**Enunciado del ejercicio**.
Continúe el artículo sobre David Bowie y su trabajo en el cine desde el punto en que termina.

===== Fragmento propuesto =====

Música para los ojos
Parte de lo mejor que le ha pasado a Bowie en 50 años empezó en él y en su infatigable capacidad de reinvención, que demostró en el cine
Si estuviésemos hablando de pintura, habría muerto Picasso. Pero el muerto ha sido David Bowie y no vamos a hablar de su música, que se ha quedado sin muchos de sus principios, ya que gran parte de lo mejor que le ha pasado en 50 años empezó en él y en su infatigable capacidad de reinvención. “Podemos ser nosotros mismos sólo durante un día”, dice en una de sus canciones más conocidas, Héroes; y cuando hace no demasiado tiempo un periodista le pidió que se definiese, respondió: “Soy alguien que nunca ha dejado de tener 20 años.” El día que falleció, como demuestra su emocionante obra póstuma. Black star, aún tenía esa edad.
El cine no está sólo en las películas y Bowie fue uno de los primeros en hacernos ver que también podía hacerse música para los ojos: sus célebres alter ego Ziggy Stardust, Aladdin Sane o el Duque Blanco no son más que una forma de dramatización, un modo de crear mitos, leyendas o iconos. Las portadas de esos discos tienen algo de fotograma y la historia que se cuenta, por ejemplo, en The rise and fall of Ziggy Stardust and the spiders from mars, es toda una aventura de ciencia-ficción. Sin embargo, los genios le dan la vuelta a todo y cuanto trabajó como actor hizo justo lo contrario, interpretar a otros sin dejar de ser él, porque los proyectos en los que participó se ajustaban como anillo al dedo a sus obsesiones: en El ansia (1983), una película de vampiros y monstruos donde compartía cartel con Susan Sarandon y tenía escenas de sexo en la ducha con Catherine Deneuve; en El hombre que cayó a la tierra (1986), una alegoría del modo en que atacamos lo que nos asusta y perseguimos lo que es diferente; y en Dentro del laberinto, donde da vida a Jareth, un Rey de los Duendes que parece sacado de su elepé Pin ups o de sus fotos de la época de Space oddity, se volvió a pasar por lugares en los que ya había estado como compositor: mundos de vanguardia, seres imaginarios, fábulas extraterrestres, ambientes futuristas....

===== Información proporcionada =====

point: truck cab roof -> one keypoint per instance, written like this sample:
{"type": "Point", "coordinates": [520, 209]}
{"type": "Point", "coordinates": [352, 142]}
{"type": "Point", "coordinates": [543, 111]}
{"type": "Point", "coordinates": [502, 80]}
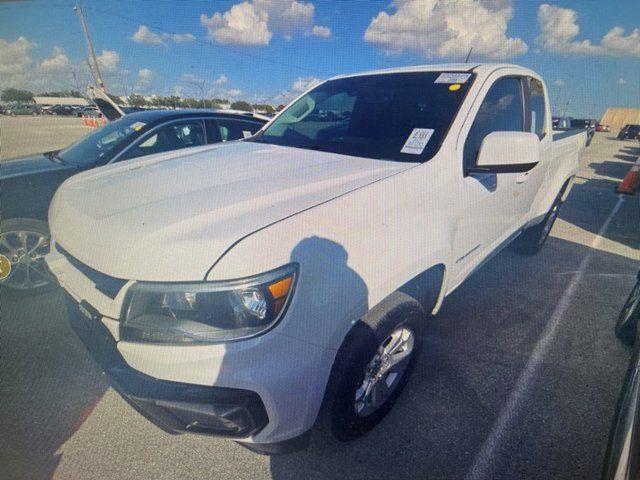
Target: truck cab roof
{"type": "Point", "coordinates": [479, 68]}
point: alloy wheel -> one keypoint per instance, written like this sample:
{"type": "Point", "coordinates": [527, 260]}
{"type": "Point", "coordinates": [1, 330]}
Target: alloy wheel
{"type": "Point", "coordinates": [25, 250]}
{"type": "Point", "coordinates": [385, 370]}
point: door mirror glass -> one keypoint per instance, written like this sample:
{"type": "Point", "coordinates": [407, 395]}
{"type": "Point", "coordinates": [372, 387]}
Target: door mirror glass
{"type": "Point", "coordinates": [505, 152]}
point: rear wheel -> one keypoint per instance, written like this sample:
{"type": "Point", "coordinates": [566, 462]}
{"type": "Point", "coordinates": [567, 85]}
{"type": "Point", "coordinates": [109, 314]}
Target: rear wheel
{"type": "Point", "coordinates": [533, 238]}
{"type": "Point", "coordinates": [25, 242]}
{"type": "Point", "coordinates": [372, 367]}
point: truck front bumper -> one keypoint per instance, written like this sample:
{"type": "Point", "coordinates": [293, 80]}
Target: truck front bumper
{"type": "Point", "coordinates": [175, 407]}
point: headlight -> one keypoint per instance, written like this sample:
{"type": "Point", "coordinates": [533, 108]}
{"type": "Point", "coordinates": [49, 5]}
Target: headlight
{"type": "Point", "coordinates": [206, 312]}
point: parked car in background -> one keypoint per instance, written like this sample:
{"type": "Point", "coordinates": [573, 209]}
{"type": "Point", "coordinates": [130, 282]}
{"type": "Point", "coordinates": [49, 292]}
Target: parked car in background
{"type": "Point", "coordinates": [622, 460]}
{"type": "Point", "coordinates": [63, 110]}
{"type": "Point", "coordinates": [25, 109]}
{"type": "Point", "coordinates": [584, 124]}
{"type": "Point", "coordinates": [28, 184]}
{"type": "Point", "coordinates": [629, 132]}
{"type": "Point", "coordinates": [240, 290]}
{"type": "Point", "coordinates": [561, 123]}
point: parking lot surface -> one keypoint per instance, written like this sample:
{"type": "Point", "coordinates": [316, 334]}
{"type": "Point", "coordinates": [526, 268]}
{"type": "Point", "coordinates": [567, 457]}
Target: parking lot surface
{"type": "Point", "coordinates": [26, 135]}
{"type": "Point", "coordinates": [518, 378]}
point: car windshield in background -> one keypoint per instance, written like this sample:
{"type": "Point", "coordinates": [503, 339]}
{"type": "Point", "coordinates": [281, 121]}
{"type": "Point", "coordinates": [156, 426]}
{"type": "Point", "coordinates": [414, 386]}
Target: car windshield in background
{"type": "Point", "coordinates": [575, 123]}
{"type": "Point", "coordinates": [402, 116]}
{"type": "Point", "coordinates": [103, 143]}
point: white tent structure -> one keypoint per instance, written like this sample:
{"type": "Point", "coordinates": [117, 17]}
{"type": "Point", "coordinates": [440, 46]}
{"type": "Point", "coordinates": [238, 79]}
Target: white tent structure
{"type": "Point", "coordinates": [60, 101]}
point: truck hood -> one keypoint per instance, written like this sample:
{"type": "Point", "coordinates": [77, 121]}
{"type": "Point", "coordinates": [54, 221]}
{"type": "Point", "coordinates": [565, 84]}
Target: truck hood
{"type": "Point", "coordinates": [32, 165]}
{"type": "Point", "coordinates": [170, 217]}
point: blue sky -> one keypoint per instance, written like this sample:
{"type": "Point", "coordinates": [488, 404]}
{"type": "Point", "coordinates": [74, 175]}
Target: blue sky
{"type": "Point", "coordinates": [267, 50]}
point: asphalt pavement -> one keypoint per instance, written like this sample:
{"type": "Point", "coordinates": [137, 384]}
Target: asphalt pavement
{"type": "Point", "coordinates": [518, 378]}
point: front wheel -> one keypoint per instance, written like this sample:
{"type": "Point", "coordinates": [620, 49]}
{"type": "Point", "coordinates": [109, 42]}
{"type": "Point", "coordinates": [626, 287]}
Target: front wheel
{"type": "Point", "coordinates": [372, 367]}
{"type": "Point", "coordinates": [627, 322]}
{"type": "Point", "coordinates": [25, 242]}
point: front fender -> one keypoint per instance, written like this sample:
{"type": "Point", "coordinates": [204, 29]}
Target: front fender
{"type": "Point", "coordinates": [352, 252]}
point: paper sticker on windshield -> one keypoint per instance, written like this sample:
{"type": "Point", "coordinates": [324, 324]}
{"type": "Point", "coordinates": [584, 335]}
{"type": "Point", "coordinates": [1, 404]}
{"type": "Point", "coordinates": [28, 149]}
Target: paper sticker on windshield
{"type": "Point", "coordinates": [417, 141]}
{"type": "Point", "coordinates": [453, 78]}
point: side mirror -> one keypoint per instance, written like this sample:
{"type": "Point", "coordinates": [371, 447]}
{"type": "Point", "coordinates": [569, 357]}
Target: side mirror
{"type": "Point", "coordinates": [508, 152]}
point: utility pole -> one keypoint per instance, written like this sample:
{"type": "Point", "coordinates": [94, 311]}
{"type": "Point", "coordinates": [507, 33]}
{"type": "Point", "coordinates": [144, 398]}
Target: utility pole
{"type": "Point", "coordinates": [93, 61]}
{"type": "Point", "coordinates": [566, 106]}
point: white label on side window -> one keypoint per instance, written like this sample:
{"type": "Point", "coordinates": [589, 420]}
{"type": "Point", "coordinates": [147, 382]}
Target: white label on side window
{"type": "Point", "coordinates": [453, 78]}
{"type": "Point", "coordinates": [533, 121]}
{"type": "Point", "coordinates": [417, 141]}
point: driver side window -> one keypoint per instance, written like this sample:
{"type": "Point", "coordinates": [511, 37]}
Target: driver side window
{"type": "Point", "coordinates": [502, 110]}
{"type": "Point", "coordinates": [167, 138]}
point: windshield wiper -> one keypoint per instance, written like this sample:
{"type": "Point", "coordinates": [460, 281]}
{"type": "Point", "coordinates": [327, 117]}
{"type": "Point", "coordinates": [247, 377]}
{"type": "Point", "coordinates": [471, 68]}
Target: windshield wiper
{"type": "Point", "coordinates": [55, 157]}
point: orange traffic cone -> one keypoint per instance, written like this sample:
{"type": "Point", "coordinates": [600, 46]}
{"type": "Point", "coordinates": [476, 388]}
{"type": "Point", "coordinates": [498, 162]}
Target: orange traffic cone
{"type": "Point", "coordinates": [631, 181]}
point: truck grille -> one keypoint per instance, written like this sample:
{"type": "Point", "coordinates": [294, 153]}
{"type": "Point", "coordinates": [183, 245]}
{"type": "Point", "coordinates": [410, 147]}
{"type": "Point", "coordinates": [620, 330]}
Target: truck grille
{"type": "Point", "coordinates": [110, 286]}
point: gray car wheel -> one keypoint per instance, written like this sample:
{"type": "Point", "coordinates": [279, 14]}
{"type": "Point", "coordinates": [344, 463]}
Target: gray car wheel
{"type": "Point", "coordinates": [25, 242]}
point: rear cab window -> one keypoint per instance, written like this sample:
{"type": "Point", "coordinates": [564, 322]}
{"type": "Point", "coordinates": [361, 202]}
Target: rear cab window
{"type": "Point", "coordinates": [502, 110]}
{"type": "Point", "coordinates": [228, 129]}
{"type": "Point", "coordinates": [400, 117]}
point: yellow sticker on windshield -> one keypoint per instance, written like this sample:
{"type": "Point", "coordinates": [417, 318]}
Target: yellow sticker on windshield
{"type": "Point", "coordinates": [5, 267]}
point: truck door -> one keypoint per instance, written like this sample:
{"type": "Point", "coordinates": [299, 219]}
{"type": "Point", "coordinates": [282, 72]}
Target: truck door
{"type": "Point", "coordinates": [493, 203]}
{"type": "Point", "coordinates": [532, 189]}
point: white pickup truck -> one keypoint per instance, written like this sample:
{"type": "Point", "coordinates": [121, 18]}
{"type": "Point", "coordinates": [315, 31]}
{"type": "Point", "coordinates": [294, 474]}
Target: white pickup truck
{"type": "Point", "coordinates": [254, 289]}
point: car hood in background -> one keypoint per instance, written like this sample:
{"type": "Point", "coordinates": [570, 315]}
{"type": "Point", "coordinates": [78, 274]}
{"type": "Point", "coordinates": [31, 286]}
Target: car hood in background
{"type": "Point", "coordinates": [29, 165]}
{"type": "Point", "coordinates": [169, 217]}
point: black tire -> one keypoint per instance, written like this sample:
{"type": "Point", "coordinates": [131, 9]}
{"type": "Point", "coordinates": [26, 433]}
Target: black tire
{"type": "Point", "coordinates": [533, 238]}
{"type": "Point", "coordinates": [339, 414]}
{"type": "Point", "coordinates": [35, 229]}
{"type": "Point", "coordinates": [627, 323]}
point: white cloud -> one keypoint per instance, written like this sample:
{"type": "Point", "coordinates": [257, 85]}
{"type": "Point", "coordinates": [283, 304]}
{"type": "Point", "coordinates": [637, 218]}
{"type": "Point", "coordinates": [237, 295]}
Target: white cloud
{"type": "Point", "coordinates": [447, 29]}
{"type": "Point", "coordinates": [149, 37]}
{"type": "Point", "coordinates": [57, 62]}
{"type": "Point", "coordinates": [221, 80]}
{"type": "Point", "coordinates": [179, 37]}
{"type": "Point", "coordinates": [145, 74]}
{"type": "Point", "coordinates": [320, 31]}
{"type": "Point", "coordinates": [253, 22]}
{"type": "Point", "coordinates": [14, 56]}
{"type": "Point", "coordinates": [144, 35]}
{"type": "Point", "coordinates": [559, 30]}
{"type": "Point", "coordinates": [108, 60]}
{"type": "Point", "coordinates": [303, 83]}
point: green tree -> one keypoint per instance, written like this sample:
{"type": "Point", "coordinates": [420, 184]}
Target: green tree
{"type": "Point", "coordinates": [15, 95]}
{"type": "Point", "coordinates": [241, 105]}
{"type": "Point", "coordinates": [136, 100]}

=====

**Resultado del ejercicio**.
La pantalla también le permitió unir su amor por la pintura y por dos pintores en concreto, Jean Michel Basquiat y Andy Warhol, al que ya había dedicado una canción inolvidable en Hunky Dory, al darle la oportunidad de meterse en la piel del segundo en el largometraje biográfico sobre el primero que se estrenó en 1996. El director fue otro pintor, Julian Schnabel y el elenco contaba con Dennis Hopper, Benicio del Toro, Christopher Walken, Gary Oldman o Tatum O´Neal: unos raros entre los que se debió de sentir en familia. Para terminar, en El truco final hizo del inventor Nikola Tesla, otro de sus ídolos. Como se puede comprobar, a Bowie sólo se convertía en gente que no le habría importado ser.
Y, por supuesto, no puede olvidarse su presencia en Feliz Navidad, Mr. Lawrence, donde pudo tocar otro de sus temas estrella, la identidad sexual, al meterse en la piel de Jack Celliers, un soldado prisionero al que desea enloquecidamente un oficial japonés. Que el director fuera Nagisa Ōshima y el autor de la banda sonora fuese Ryûichi Sakamoto, sin duda ayudarían a convencerlo. Años después, él escribió la partitura de El buda de los suburbios, la cinta basada en la novela de Hanif Kureishi, e hizo una maravilla.
Bowie era un actor regular, como Elvis Presley o casi todo Sinatra, pero a la hora de disfrazarse era único, algo que sin duda ayudaba. Si recordamos todos los trabajos que hizo en el cine y añadimos que se subió a las tablas de un teatro de Brodway para intervenir en una versión de El hombre elefante, tendremos una buena pista de lo que le gustaba: cualquier cosa que fuese extraordinaria, rompedora o creciese en los márgenes de lo que llamamos realidad. En cierto sentido, todos esos largometrajes por los que se dejó caer también nos cuentan quién era y qué admiraba el inigualable David Bowie.